**To do:**
Write out the lines as a numbered list, beginning with the line that contains "Pinpoint horse's hoof here." and continuing through the line that contains "xmin=223 ymin=123 xmax=296 ymax=207", skipping blank lines.

[Dataset rows]
======

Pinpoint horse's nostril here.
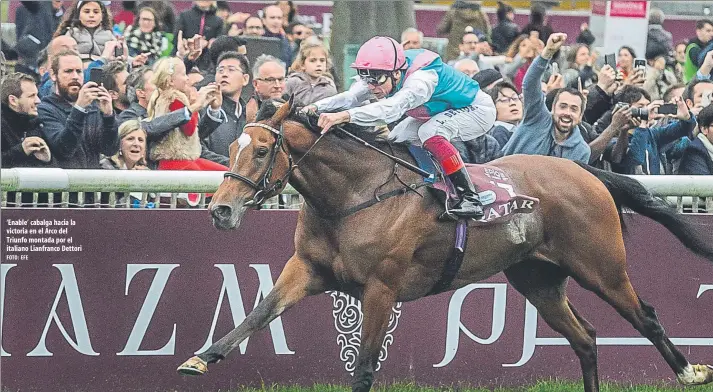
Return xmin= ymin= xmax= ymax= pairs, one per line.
xmin=211 ymin=205 xmax=232 ymax=219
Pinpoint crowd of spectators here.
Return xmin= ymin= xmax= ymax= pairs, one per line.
xmin=0 ymin=0 xmax=713 ymax=208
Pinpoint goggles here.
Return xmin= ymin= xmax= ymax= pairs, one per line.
xmin=357 ymin=69 xmax=390 ymax=86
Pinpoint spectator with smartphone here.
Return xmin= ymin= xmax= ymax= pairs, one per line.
xmin=38 ymin=51 xmax=119 ymax=169
xmin=677 ymin=105 xmax=713 ymax=176
xmin=605 ymin=86 xmax=696 ymax=175
xmin=0 ymin=72 xmax=52 ymax=168
xmin=683 ymin=79 xmax=713 ymax=115
xmin=643 ymin=55 xmax=678 ymax=100
xmin=98 ymin=61 xmax=130 ymax=116
xmin=503 ymin=33 xmax=591 ymax=163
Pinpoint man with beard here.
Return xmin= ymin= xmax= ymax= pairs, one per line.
xmin=38 ymin=51 xmax=119 ymax=169
xmin=198 ymin=52 xmax=250 ymax=166
xmin=503 ymin=33 xmax=591 ymax=163
xmin=101 ymin=60 xmax=130 ymax=116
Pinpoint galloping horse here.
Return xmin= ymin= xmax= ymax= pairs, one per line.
xmin=178 ymin=100 xmax=713 ymax=392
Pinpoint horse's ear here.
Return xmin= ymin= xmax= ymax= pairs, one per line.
xmin=272 ymin=95 xmax=294 ymax=124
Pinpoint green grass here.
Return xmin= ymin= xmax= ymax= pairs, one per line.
xmin=224 ymin=380 xmax=713 ymax=392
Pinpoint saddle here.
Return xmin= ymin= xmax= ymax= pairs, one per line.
xmin=409 ymin=145 xmax=540 ymax=225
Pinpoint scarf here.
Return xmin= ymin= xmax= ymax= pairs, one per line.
xmin=126 ymin=27 xmax=163 ymax=58
xmin=698 ymin=132 xmax=713 ymax=160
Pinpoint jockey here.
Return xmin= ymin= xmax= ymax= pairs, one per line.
xmin=304 ymin=37 xmax=496 ymax=219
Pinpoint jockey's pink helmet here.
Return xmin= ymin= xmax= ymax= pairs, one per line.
xmin=351 ymin=37 xmax=406 ymax=71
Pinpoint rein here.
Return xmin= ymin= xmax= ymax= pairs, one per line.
xmin=223 ymin=118 xmax=428 ymax=219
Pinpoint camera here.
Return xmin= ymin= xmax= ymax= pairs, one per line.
xmin=614 ymin=102 xmax=649 ymax=121
xmin=631 ymin=108 xmax=649 ymax=121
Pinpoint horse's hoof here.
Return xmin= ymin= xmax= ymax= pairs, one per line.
xmin=176 ymin=357 xmax=208 ymax=376
xmin=676 ymin=365 xmax=713 ymax=385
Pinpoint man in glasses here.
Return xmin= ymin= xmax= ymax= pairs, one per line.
xmin=488 ymin=82 xmax=522 ymax=146
xmin=245 ymin=54 xmax=287 ymax=122
xmin=307 ymin=37 xmax=496 ymax=219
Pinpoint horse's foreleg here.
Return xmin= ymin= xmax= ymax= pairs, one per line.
xmin=505 ymin=260 xmax=599 ymax=392
xmin=352 ymin=279 xmax=396 ymax=392
xmin=178 ymin=255 xmax=325 ymax=375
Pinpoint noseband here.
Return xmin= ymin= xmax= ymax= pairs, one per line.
xmin=223 ymin=123 xmax=290 ymax=207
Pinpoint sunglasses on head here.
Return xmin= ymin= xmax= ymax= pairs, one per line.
xmin=357 ymin=69 xmax=390 ymax=86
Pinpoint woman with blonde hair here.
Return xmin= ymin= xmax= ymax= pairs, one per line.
xmin=54 ymin=0 xmax=115 ymax=63
xmin=285 ymin=37 xmax=337 ymax=106
xmin=99 ymin=120 xmax=148 ymax=170
xmin=147 ymin=57 xmax=228 ymax=171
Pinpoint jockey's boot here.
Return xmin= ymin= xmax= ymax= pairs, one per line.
xmin=448 ymin=167 xmax=484 ymax=220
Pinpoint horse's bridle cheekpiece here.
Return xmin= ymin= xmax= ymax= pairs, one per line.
xmin=223 ymin=123 xmax=296 ymax=207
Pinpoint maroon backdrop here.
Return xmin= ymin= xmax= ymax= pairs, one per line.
xmin=0 ymin=209 xmax=713 ymax=391
xmin=4 ymin=1 xmax=695 ymax=46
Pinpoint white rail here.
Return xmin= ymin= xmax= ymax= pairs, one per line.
xmin=0 ymin=168 xmax=713 ymax=213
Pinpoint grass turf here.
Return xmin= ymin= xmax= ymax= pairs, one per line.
xmin=221 ymin=380 xmax=713 ymax=392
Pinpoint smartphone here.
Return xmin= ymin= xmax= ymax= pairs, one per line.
xmin=604 ymin=53 xmax=616 ymax=69
xmin=659 ymin=103 xmax=678 ymax=114
xmin=89 ymin=68 xmax=104 ymax=86
xmin=634 ymin=59 xmax=646 ymax=76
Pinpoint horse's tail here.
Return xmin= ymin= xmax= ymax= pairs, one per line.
xmin=578 ymin=162 xmax=713 ymax=261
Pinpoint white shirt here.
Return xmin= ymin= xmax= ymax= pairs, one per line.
xmin=315 ymin=70 xmax=438 ymax=126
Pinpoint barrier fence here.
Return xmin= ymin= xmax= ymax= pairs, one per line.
xmin=0 ymin=168 xmax=713 ymax=213
xmin=0 ymin=210 xmax=713 ymax=392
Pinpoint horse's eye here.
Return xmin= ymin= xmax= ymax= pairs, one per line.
xmin=257 ymin=147 xmax=270 ymax=158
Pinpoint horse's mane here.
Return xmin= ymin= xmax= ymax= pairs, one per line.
xmin=255 ymin=99 xmax=409 ymax=149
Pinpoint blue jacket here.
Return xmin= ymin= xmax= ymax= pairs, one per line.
xmin=391 ymin=49 xmax=480 ymax=119
xmin=37 ymin=94 xmax=119 ymax=169
xmin=621 ymin=115 xmax=696 ymax=174
xmin=503 ymin=56 xmax=592 ymax=163
xmin=678 ymin=138 xmax=713 ymax=176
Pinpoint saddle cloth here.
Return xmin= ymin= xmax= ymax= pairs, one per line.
xmin=409 ymin=145 xmax=540 ymax=224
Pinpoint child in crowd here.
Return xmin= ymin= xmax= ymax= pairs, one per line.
xmin=285 ymin=38 xmax=337 ymax=106
xmin=147 ymin=57 xmax=228 ymax=171
xmin=124 ymin=7 xmax=163 ymax=64
xmin=55 ymin=1 xmax=115 ymax=65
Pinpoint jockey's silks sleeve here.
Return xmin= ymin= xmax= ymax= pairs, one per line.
xmin=314 ymin=78 xmax=373 ymax=112
xmin=349 ymin=70 xmax=438 ymax=126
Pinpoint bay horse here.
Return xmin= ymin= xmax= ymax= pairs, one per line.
xmin=178 ymin=99 xmax=713 ymax=392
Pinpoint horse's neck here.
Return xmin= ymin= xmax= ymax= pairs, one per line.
xmin=290 ymin=136 xmax=406 ymax=212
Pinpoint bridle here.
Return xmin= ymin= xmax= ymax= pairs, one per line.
xmin=223 ymin=123 xmax=297 ymax=207
xmin=223 ymin=112 xmax=428 ymax=216
xmin=223 ymin=119 xmax=324 ymax=208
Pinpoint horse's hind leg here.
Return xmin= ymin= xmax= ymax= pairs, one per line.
xmin=505 ymin=259 xmax=599 ymax=392
xmin=352 ymin=279 xmax=396 ymax=392
xmin=567 ymin=237 xmax=713 ymax=385
xmin=178 ymin=256 xmax=326 ymax=375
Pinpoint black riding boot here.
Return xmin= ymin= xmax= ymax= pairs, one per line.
xmin=448 ymin=167 xmax=484 ymax=220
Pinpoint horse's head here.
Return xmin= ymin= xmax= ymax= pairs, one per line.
xmin=208 ymin=99 xmax=292 ymax=229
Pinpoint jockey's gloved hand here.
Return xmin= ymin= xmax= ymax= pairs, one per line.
xmin=300 ymin=105 xmax=317 ymax=116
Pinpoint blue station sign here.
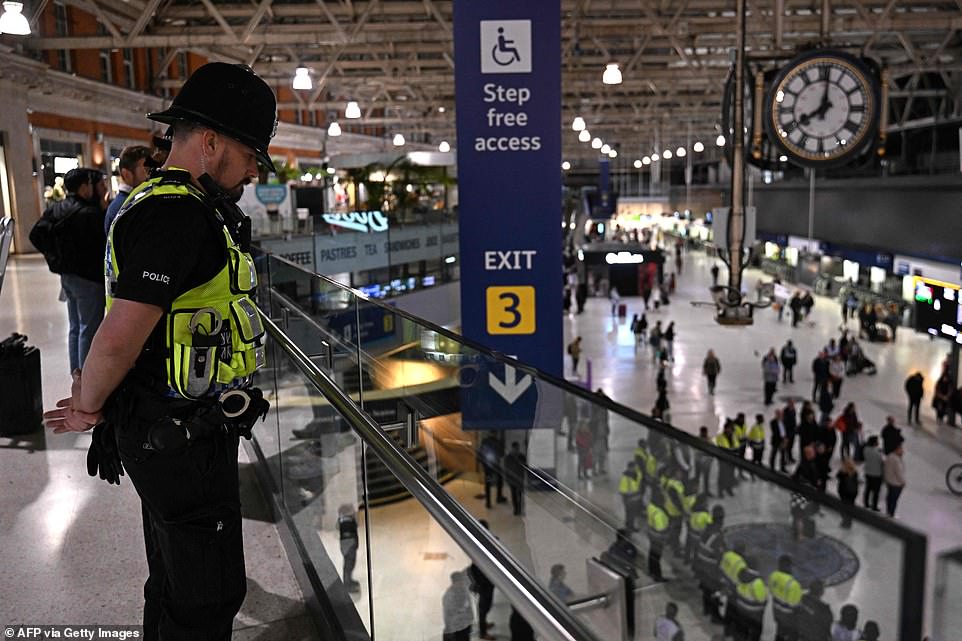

======

**Response to the exercise:**
1. Pinpoint horse's hoof here.
2. Return xmin= ymin= xmax= ymax= pairs, one per line.
3. xmin=176 ymin=357 xmax=208 ymax=376
4. xmin=676 ymin=365 xmax=713 ymax=385
5. Pinpoint man in glasses here.
6. Return xmin= ymin= xmax= ymax= pairs, one per line.
7. xmin=488 ymin=82 xmax=522 ymax=146
8. xmin=245 ymin=54 xmax=287 ymax=122
9. xmin=307 ymin=37 xmax=496 ymax=219
10. Pinpoint horse's foreleg here.
11. Return xmin= ymin= xmax= ymax= pairs, one per line.
12. xmin=505 ymin=260 xmax=599 ymax=392
13. xmin=352 ymin=279 xmax=396 ymax=392
14. xmin=178 ymin=255 xmax=325 ymax=375
15. Pinpoint noseband here.
16. Return xmin= ymin= xmax= ymax= pairs, one per line.
17. xmin=223 ymin=123 xmax=290 ymax=207
18. Pinpoint sunglasses on head here.
19. Return xmin= ymin= xmax= ymax= pairs, one per line.
20. xmin=357 ymin=69 xmax=390 ymax=86
21. Pinpoint woman with blonde hair here.
22. Return xmin= ymin= xmax= ymax= pairs, one per line.
23. xmin=54 ymin=0 xmax=115 ymax=63
24. xmin=285 ymin=37 xmax=337 ymax=106
25. xmin=99 ymin=120 xmax=148 ymax=170
26. xmin=147 ymin=57 xmax=228 ymax=171
27. Pinpoint jockey's boot here.
28. Return xmin= ymin= xmax= ymax= pairs, one per line.
29. xmin=448 ymin=167 xmax=484 ymax=220
30. Pinpoint horse's bridle cheekpiece here.
31. Return xmin= ymin= xmax= ymax= pairs, one per line.
32. xmin=223 ymin=123 xmax=296 ymax=207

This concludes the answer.